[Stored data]
***

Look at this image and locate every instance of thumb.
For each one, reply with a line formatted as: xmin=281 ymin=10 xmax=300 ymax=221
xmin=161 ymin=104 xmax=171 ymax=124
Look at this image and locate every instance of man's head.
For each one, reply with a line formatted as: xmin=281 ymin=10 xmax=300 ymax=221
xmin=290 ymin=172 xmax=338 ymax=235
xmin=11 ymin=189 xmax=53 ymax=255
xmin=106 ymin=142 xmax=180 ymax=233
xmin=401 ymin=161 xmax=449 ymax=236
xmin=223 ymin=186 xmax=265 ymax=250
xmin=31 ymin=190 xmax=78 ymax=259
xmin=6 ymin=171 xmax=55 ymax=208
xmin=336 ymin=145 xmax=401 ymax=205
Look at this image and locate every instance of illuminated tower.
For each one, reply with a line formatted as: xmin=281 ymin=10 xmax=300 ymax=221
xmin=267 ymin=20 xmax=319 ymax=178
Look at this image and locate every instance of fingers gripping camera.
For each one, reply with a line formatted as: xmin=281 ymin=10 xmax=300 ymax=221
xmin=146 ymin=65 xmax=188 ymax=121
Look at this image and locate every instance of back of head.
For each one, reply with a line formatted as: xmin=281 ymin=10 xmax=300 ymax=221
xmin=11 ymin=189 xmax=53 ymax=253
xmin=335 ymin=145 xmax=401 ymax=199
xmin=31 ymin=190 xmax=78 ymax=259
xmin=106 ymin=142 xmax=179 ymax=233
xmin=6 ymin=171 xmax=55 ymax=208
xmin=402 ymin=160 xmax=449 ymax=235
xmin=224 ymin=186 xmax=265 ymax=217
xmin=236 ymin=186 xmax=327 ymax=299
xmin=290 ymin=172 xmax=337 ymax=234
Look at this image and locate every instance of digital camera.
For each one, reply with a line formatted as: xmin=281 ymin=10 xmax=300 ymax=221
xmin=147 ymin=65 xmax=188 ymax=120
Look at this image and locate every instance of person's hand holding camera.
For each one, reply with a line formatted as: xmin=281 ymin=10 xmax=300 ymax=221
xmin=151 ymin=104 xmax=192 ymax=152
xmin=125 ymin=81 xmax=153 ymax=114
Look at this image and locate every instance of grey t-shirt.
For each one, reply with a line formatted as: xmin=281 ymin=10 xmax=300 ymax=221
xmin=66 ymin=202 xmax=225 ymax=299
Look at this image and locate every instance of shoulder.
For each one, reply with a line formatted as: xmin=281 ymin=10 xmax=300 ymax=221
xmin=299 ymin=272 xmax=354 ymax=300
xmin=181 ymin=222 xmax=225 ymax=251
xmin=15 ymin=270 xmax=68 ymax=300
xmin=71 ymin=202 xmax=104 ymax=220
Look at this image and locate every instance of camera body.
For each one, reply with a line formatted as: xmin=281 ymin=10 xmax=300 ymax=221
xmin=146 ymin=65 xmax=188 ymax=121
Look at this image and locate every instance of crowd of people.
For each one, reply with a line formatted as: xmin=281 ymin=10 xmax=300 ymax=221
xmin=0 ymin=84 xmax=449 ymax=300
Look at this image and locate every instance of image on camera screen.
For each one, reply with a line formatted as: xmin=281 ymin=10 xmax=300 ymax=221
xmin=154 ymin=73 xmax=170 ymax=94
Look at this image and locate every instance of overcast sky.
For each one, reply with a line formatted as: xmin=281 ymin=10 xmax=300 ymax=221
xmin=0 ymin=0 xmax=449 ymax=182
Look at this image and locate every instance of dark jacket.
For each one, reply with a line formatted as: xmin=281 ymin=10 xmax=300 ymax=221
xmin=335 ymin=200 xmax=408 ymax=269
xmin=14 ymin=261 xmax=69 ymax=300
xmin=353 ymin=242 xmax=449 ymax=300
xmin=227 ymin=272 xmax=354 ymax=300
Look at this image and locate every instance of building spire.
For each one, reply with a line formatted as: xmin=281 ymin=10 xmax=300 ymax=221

***

What the exercise asks: Present every line of the records above as a Markdown table with the columns Row and Line, numbering each row and skipping blank lines.

Correct answer:
| Row | Line |
|---|---|
| 1 | Look at this image and locate every instance of thumb. |
| 2 | For each one, reply with a line formatted as: xmin=281 ymin=10 xmax=300 ymax=221 |
| 3 | xmin=161 ymin=104 xmax=171 ymax=124 |
| 4 | Look at this image and locate every instance of man's head. |
| 5 | For each one, reply with a line formatted as: xmin=281 ymin=10 xmax=300 ymax=221 |
| 6 | xmin=290 ymin=172 xmax=338 ymax=235 |
| 7 | xmin=11 ymin=189 xmax=53 ymax=255 |
| 8 | xmin=106 ymin=142 xmax=180 ymax=233 |
| 9 | xmin=401 ymin=161 xmax=449 ymax=236 |
| 10 | xmin=223 ymin=186 xmax=265 ymax=250 |
| 11 | xmin=31 ymin=190 xmax=78 ymax=259 |
| 12 | xmin=6 ymin=171 xmax=55 ymax=208 |
| 13 | xmin=336 ymin=145 xmax=401 ymax=205 |
| 14 | Look at this image and locate every instance of illuminated tower. |
| 15 | For each one, reply with a line formatted as: xmin=281 ymin=10 xmax=300 ymax=221 |
| 16 | xmin=267 ymin=20 xmax=319 ymax=178 |
| 17 | Look at this image and locate every instance of fingers gripping camera. |
| 18 | For each one, reply with a line formatted as: xmin=281 ymin=10 xmax=300 ymax=221 |
| 19 | xmin=146 ymin=65 xmax=188 ymax=121 |
| 20 | Look at this image and locate every instance of back of head. |
| 21 | For each one, reply with a line formatted as: xmin=281 ymin=10 xmax=300 ymax=221 |
| 22 | xmin=11 ymin=189 xmax=53 ymax=253 |
| 23 | xmin=335 ymin=145 xmax=401 ymax=199 |
| 24 | xmin=31 ymin=190 xmax=78 ymax=259 |
| 25 | xmin=106 ymin=142 xmax=179 ymax=233 |
| 26 | xmin=6 ymin=171 xmax=55 ymax=208 |
| 27 | xmin=402 ymin=160 xmax=449 ymax=235 |
| 28 | xmin=224 ymin=186 xmax=265 ymax=217 |
| 29 | xmin=236 ymin=186 xmax=327 ymax=299 |
| 30 | xmin=290 ymin=172 xmax=337 ymax=234 |
| 31 | Look at this image and locate every instance of digital camera. |
| 32 | For each one, reply with a line formatted as: xmin=281 ymin=10 xmax=300 ymax=221 |
| 33 | xmin=147 ymin=65 xmax=188 ymax=120 |
| 34 | Look at this image and locate every instance of person's hand holding camera. |
| 35 | For each one, reply with a line formatted as: xmin=281 ymin=10 xmax=300 ymax=221 |
| 36 | xmin=151 ymin=104 xmax=192 ymax=152 |
| 37 | xmin=125 ymin=81 xmax=153 ymax=114 |
| 38 | Look at this image and locate every instance of grey t-shirt. |
| 39 | For each one, reply with a line formatted as: xmin=281 ymin=10 xmax=300 ymax=221 |
| 40 | xmin=66 ymin=202 xmax=225 ymax=299 |
| 41 | Look at this image and locate every instance of shoulder. |
| 42 | For each one, reply with a line formatted as: xmin=281 ymin=10 xmax=300 ymax=221 |
| 43 | xmin=299 ymin=272 xmax=354 ymax=300 |
| 44 | xmin=181 ymin=222 xmax=225 ymax=251 |
| 45 | xmin=15 ymin=270 xmax=68 ymax=300 |
| 46 | xmin=71 ymin=202 xmax=104 ymax=220 |
| 47 | Look at this image and locate every instance of camera body. |
| 48 | For each one, reply with a line formatted as: xmin=281 ymin=10 xmax=300 ymax=221 |
| 49 | xmin=146 ymin=65 xmax=188 ymax=121 |
| 50 | Look at this image and locate every instance of crowd of people. |
| 51 | For each one, reply with a line formatted as: xmin=281 ymin=10 xmax=300 ymax=221 |
| 52 | xmin=0 ymin=84 xmax=449 ymax=300 |
| 53 | Look at this image and locate every instance of image on camera screen. |
| 54 | For each one, reply with a line formatted as: xmin=281 ymin=10 xmax=300 ymax=221 |
| 55 | xmin=154 ymin=73 xmax=170 ymax=94 |
| 56 | Look at this image and locate every instance of overcast sky. |
| 57 | For each one, reply with a line formatted as: xmin=281 ymin=10 xmax=300 ymax=221 |
| 58 | xmin=0 ymin=0 xmax=449 ymax=182 |
| 59 | Look at this image and locate every instance of dark jacket. |
| 60 | For each one, reply with a line formatted as: xmin=281 ymin=10 xmax=300 ymax=221 |
| 61 | xmin=335 ymin=200 xmax=408 ymax=269 |
| 62 | xmin=14 ymin=261 xmax=69 ymax=300 |
| 63 | xmin=353 ymin=242 xmax=449 ymax=300 |
| 64 | xmin=227 ymin=272 xmax=354 ymax=300 |
| 65 | Look at this image and locate every instance of building spire. |
| 66 | For each one, reply with a line formatted as: xmin=281 ymin=10 xmax=300 ymax=221 |